### Exercise details
Convert the lines below into a two-column CSV with the columns exercise and points, one row for each line that begins with "Exercise." Place that line's text and the coordinates that follow it each in a single quoted field, with line breaks replaced by spaces.
******************************
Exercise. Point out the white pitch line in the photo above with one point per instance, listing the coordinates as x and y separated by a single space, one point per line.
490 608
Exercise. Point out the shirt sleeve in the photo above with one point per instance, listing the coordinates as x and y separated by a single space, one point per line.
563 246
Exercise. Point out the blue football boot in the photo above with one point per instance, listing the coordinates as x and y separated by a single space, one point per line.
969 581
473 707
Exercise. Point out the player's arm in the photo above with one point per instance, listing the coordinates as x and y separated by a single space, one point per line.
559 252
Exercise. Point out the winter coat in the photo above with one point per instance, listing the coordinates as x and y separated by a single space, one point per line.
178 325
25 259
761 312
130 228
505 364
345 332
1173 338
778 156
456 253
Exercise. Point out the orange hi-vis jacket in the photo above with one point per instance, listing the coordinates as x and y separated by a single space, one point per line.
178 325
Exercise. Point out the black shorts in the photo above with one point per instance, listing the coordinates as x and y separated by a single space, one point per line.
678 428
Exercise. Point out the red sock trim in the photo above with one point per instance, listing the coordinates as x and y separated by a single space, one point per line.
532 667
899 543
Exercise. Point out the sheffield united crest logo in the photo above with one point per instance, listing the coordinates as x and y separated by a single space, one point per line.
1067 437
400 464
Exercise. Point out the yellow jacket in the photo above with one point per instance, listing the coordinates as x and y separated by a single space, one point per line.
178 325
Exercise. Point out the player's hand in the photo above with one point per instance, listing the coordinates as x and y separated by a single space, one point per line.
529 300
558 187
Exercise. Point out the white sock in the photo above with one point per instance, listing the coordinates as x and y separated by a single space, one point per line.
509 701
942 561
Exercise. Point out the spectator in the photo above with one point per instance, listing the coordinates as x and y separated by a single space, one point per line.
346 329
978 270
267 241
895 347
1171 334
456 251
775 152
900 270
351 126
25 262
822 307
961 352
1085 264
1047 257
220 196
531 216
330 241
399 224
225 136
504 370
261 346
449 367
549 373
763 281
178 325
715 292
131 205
******************************
### Final result
exercise,points
"Exercise. Point out the white pitch line in the photo above with one point per instance, listing the coordinates as x and y separated by a single space, one point per line.","490 608"
"Exercise. Point out the shirt sleeve in the photo above with one point per instance, listing the coordinates as x and y separated by a single space, one point per line.","563 246"
"Exercise. Point out the blue football boot in the photo above with one point per instance, listing the coordinates as x and y separated by a single space, one point per line.","969 581 473 707"
"Exercise. Point out the player's arm in the photo above with one point per instance, listing the coordinates as x and y separated by a single space, one point per line.","559 252"
"Exercise. Point out the winter coat in the photo above with one point per instance, listing the coordinates as x and y separated by a single space, one point per line.","178 325 25 259 761 312 130 228 505 364 345 332 1173 338 778 156 456 253"
"Exercise. Point out the orange hi-vis jacket in the photo above with one point per instance, listing the coordinates as x and y separated by a single space, one point per line.","178 325"
"Exercise. Point out the black shorts in the photo above with one point per instance, listing the coordinates as x and y separated by a single space, one point per line.","678 428"
"Exercise. Point out the red sock trim in the photo above with one point per instance, listing the coordinates as x and y separated by a single space, one point per line.","532 667 899 543"
"Exercise. Point out the sheffield united crest logo in the photo above with one point per instance, listing the coordinates as x and y separated by a single space, one point per line.","1067 437 400 464"
"Exercise. Point out the yellow jacket in the photo above with one point per instance, listing the coordinates as x and y separated by a single space, one point per line.","178 325"
"Exercise. Point out the player's hand in the photo above with one point per instance, listing the coordinates as x and y separated by a single space, one point per line.","529 300 558 187"
"Exercise. Point out the white sock in the photo above with one point per instance, listing the coordinates as x and y separated by a single space, one point per line.","509 701 942 561"
"Exercise. Point out the spectator in the photo above with one point per instance, listing the coordinates as x and y separated by a single space, one point per line.","346 329 978 270 267 241 895 347 1171 334 456 251 775 152 900 270 351 126 25 262 822 307 961 352 1085 264 1047 257 220 196 531 216 330 241 399 224 225 136 504 370 261 346 449 367 549 373 763 281 178 325 715 292 131 205"